* [WHAT IS EXPECTED] Reproduce word for word the lines of the data below, from the line containing "the torii gate" through the line containing "[(17, 54), (57, 56), (49, 51)]", both included.

[Coordinate annotation data]
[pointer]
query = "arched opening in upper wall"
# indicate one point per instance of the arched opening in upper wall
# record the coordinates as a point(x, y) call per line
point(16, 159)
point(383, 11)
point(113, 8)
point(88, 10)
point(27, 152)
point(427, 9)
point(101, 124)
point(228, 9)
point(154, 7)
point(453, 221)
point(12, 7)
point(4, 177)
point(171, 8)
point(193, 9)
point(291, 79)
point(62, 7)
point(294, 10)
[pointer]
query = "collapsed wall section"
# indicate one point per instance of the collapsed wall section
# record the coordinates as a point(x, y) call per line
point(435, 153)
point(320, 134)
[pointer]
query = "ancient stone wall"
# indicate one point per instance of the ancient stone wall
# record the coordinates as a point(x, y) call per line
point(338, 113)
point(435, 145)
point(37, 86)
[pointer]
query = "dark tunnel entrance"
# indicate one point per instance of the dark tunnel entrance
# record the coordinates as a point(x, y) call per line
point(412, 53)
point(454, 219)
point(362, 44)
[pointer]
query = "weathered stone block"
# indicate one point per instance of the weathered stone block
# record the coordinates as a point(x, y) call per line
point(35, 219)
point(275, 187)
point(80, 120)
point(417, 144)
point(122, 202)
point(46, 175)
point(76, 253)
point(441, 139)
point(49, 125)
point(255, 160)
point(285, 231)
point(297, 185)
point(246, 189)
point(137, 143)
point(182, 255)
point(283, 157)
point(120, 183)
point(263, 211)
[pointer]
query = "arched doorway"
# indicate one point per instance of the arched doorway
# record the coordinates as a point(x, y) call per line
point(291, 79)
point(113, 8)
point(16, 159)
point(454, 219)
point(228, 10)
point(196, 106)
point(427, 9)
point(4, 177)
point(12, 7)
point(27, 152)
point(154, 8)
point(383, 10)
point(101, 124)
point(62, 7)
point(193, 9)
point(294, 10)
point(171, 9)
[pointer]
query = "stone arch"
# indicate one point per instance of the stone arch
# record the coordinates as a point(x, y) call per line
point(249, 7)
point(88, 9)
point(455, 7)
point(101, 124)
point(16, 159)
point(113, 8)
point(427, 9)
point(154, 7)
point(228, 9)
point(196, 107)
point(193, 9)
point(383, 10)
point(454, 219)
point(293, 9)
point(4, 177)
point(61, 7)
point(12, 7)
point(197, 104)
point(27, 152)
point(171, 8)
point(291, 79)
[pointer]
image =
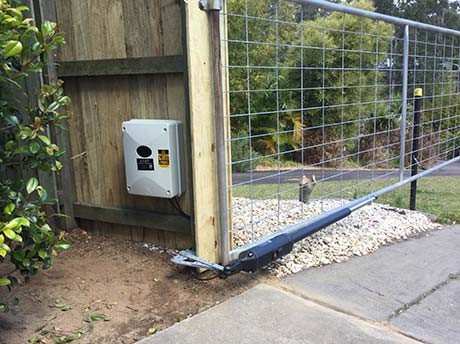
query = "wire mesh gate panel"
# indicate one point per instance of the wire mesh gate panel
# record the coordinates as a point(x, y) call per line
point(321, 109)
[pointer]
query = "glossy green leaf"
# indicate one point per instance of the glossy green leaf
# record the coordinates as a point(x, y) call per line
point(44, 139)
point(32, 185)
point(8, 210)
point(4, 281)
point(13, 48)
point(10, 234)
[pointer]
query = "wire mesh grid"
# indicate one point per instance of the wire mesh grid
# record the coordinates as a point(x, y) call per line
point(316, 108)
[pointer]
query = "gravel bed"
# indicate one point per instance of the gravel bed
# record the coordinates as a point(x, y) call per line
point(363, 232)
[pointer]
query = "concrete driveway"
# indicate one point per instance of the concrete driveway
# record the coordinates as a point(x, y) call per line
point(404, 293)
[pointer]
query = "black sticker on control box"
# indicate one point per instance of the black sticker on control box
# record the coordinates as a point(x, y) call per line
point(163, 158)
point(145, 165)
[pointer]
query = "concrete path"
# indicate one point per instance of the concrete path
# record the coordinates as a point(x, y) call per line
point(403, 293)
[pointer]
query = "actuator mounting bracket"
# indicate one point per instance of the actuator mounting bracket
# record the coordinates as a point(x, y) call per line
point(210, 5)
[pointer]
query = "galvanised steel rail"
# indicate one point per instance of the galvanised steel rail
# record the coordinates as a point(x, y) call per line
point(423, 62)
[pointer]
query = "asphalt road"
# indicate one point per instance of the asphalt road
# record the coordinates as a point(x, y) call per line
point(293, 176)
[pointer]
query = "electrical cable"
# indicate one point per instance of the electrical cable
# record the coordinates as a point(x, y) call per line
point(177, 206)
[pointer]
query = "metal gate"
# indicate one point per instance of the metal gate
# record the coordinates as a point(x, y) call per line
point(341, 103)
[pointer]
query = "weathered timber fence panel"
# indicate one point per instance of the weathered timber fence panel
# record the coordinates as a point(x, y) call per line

---

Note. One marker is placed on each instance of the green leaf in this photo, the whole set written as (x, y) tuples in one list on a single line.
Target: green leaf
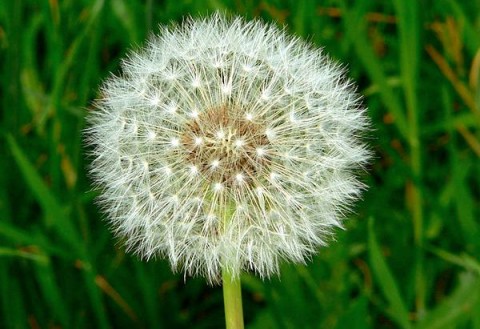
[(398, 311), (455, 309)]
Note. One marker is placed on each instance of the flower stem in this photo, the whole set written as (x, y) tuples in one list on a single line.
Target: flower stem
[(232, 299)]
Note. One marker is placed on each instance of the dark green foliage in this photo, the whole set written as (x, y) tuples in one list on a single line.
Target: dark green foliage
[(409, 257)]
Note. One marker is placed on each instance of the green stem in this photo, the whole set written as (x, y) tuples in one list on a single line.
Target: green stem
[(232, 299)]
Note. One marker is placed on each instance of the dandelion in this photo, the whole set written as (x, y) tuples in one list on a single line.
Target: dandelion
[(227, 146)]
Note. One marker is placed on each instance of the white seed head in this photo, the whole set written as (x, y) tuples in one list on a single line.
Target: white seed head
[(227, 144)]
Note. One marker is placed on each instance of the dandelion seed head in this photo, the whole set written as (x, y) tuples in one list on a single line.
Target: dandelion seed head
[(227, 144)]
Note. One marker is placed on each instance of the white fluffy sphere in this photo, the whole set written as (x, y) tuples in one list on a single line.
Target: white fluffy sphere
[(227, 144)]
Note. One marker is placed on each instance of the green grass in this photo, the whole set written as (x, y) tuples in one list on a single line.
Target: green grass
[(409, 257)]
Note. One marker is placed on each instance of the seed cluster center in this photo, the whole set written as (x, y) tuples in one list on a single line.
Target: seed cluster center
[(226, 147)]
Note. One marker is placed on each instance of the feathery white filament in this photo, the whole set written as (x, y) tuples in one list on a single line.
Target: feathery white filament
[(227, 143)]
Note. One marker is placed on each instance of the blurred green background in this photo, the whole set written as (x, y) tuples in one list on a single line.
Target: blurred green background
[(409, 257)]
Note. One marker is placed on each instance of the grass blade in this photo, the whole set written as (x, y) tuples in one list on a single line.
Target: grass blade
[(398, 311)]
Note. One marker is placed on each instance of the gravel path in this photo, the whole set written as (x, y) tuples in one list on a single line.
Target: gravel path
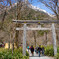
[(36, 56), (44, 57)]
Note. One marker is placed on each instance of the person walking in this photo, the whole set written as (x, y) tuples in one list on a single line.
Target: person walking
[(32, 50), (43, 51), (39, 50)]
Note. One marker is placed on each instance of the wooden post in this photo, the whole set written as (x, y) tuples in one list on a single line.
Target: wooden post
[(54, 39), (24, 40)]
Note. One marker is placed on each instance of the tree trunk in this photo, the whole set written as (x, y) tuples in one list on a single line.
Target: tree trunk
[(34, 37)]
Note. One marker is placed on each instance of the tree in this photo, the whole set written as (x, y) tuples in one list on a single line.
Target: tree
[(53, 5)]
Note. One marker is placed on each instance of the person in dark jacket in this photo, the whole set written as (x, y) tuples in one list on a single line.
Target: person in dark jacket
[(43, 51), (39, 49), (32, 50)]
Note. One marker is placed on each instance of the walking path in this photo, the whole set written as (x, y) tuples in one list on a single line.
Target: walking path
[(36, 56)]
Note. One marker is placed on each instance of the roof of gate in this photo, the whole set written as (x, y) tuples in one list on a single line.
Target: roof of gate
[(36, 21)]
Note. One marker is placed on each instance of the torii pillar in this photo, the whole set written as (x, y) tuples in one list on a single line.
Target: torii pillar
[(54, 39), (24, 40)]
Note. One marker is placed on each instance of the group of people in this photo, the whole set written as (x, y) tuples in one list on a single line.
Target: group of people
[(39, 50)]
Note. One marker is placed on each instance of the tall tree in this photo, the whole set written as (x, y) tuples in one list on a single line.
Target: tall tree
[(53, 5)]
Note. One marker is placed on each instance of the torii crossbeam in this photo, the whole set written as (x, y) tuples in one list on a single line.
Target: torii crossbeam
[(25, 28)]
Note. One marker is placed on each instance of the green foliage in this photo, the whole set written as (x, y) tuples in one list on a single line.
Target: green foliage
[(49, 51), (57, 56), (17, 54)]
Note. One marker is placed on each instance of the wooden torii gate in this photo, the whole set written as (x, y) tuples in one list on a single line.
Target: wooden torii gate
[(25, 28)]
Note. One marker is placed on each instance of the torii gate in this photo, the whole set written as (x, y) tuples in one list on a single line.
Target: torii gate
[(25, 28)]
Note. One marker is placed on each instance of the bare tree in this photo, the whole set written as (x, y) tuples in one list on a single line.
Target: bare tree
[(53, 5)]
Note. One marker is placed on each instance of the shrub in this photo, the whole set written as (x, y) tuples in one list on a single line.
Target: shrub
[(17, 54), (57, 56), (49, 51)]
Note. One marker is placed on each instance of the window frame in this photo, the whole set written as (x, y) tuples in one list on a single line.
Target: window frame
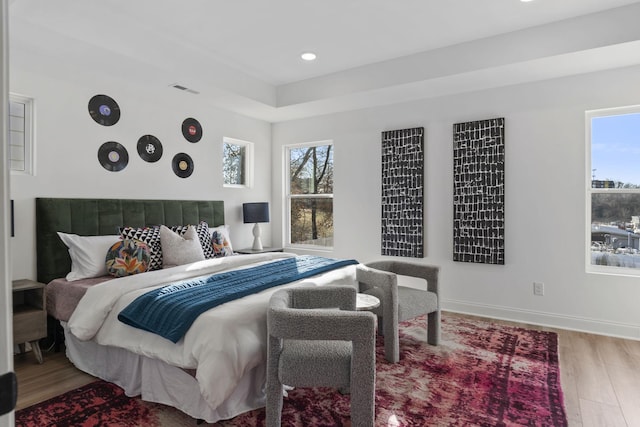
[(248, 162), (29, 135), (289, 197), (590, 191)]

* * *

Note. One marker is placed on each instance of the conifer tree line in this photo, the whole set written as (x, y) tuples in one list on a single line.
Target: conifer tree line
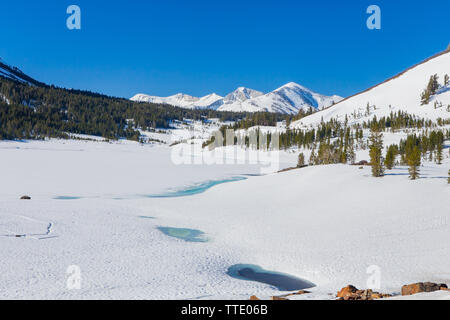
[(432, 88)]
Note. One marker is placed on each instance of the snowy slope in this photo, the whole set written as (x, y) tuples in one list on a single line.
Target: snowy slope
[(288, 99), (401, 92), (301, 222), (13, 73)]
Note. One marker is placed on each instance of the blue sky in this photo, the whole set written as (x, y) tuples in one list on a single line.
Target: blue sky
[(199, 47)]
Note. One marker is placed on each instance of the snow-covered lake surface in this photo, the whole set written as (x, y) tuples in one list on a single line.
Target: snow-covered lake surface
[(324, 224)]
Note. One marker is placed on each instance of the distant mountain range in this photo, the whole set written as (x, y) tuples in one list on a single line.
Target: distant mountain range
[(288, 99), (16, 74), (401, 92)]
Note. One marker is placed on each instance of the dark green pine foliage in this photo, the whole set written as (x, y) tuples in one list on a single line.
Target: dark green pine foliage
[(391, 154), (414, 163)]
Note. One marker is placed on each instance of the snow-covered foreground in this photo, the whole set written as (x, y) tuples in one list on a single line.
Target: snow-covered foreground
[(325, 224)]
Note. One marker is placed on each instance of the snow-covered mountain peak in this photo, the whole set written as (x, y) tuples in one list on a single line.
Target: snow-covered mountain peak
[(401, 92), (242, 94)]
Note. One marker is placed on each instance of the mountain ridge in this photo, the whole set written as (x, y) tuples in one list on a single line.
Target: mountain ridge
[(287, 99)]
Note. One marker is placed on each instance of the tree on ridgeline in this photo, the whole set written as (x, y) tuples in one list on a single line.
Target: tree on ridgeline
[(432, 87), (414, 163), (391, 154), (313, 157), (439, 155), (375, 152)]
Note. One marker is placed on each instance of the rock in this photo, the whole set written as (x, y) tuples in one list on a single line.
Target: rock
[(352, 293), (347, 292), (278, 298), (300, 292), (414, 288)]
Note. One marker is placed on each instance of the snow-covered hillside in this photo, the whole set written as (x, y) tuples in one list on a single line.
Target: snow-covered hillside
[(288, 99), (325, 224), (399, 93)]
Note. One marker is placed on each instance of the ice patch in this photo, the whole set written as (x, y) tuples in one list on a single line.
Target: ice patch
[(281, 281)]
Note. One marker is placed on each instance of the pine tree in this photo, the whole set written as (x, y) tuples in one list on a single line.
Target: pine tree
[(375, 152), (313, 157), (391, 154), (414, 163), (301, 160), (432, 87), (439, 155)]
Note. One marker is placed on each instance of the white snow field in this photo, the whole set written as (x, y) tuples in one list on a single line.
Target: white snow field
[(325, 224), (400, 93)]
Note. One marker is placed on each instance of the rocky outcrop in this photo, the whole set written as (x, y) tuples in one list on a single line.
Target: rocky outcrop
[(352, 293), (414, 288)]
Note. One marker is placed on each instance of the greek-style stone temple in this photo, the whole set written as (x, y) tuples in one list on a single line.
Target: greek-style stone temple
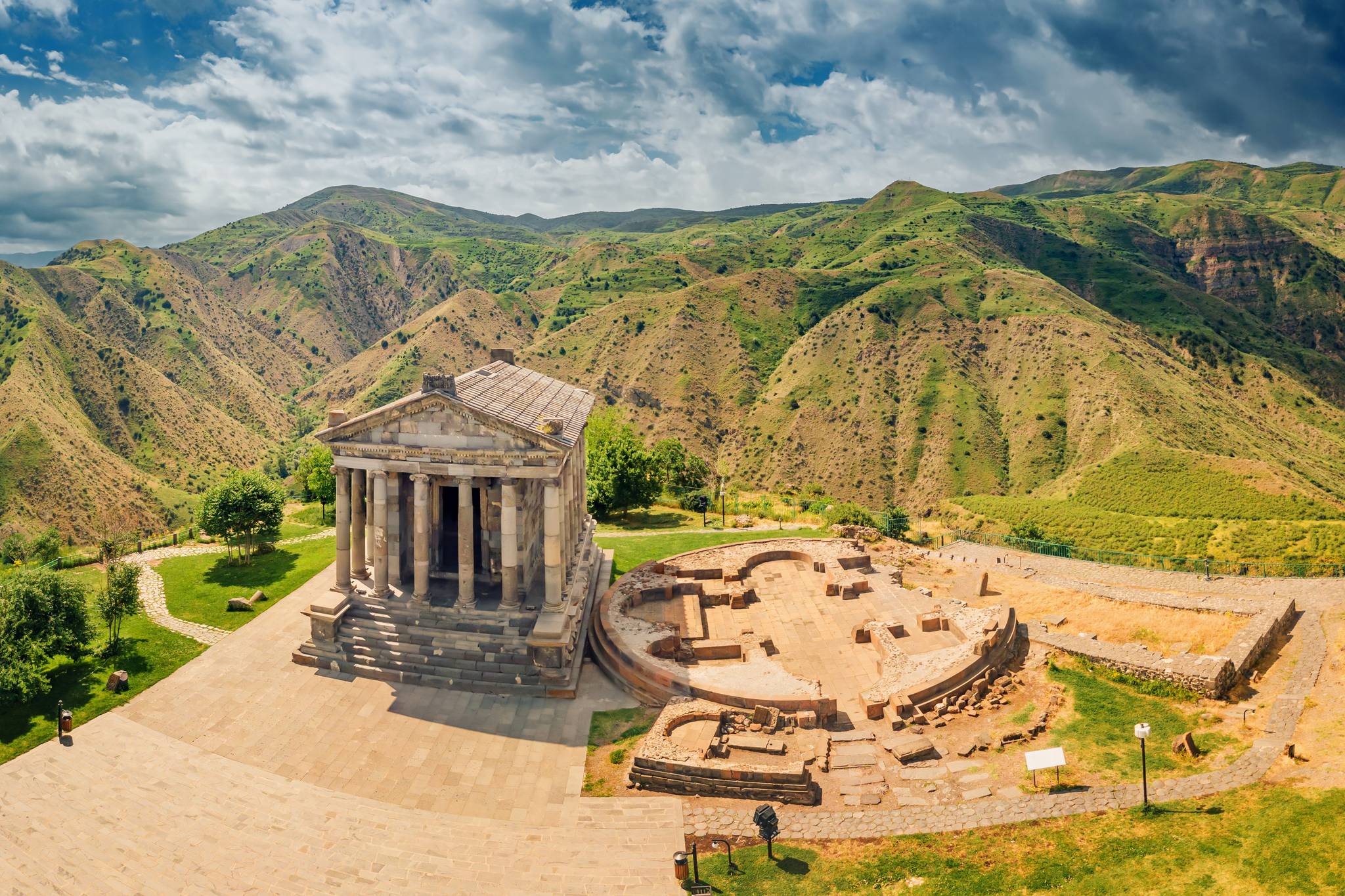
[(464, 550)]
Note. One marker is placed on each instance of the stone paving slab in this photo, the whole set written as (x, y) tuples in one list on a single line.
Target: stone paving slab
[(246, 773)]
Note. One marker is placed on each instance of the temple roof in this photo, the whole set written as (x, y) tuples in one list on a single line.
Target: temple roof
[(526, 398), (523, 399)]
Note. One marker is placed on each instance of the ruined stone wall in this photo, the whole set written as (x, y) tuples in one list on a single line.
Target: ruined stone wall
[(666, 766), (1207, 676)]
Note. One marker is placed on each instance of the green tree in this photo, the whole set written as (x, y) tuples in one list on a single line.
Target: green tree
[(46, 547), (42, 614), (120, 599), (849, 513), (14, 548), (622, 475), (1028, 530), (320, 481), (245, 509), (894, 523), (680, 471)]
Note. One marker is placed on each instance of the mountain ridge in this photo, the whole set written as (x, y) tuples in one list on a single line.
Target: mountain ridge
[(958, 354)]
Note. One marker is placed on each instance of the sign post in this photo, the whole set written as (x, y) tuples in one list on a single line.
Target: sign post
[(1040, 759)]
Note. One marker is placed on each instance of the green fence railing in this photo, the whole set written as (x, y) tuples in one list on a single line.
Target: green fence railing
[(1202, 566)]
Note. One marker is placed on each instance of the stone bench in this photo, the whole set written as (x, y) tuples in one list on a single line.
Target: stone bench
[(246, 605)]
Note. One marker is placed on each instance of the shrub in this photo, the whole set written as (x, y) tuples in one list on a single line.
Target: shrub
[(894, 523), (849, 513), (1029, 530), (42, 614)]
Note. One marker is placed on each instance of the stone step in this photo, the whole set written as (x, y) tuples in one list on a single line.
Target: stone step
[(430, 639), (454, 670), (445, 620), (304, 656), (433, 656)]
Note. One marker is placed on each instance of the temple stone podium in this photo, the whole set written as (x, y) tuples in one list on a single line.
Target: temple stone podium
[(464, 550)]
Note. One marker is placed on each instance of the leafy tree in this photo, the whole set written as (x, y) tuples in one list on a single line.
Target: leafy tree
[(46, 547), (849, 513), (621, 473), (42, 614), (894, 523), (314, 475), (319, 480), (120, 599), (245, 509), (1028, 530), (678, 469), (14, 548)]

* [FULL SOLUTION]
Note. One marker is placed on each instance of the torii gate in this photo, the whole set written as (x, y) tuples in one list on a single line.
Target: torii gate
[(25, 28)]
Note. One marker is placed on each instance of the bare tree in this photo, the whole set written as (x, y) tuples in one list on a single line.
Target: bare tree
[(53, 5)]
Note. One marker is placed on each instance of the shrub in this photo, the whole set written as (x, y) tuples in one list on a single line.
Target: shrub
[(17, 54), (57, 56), (49, 51)]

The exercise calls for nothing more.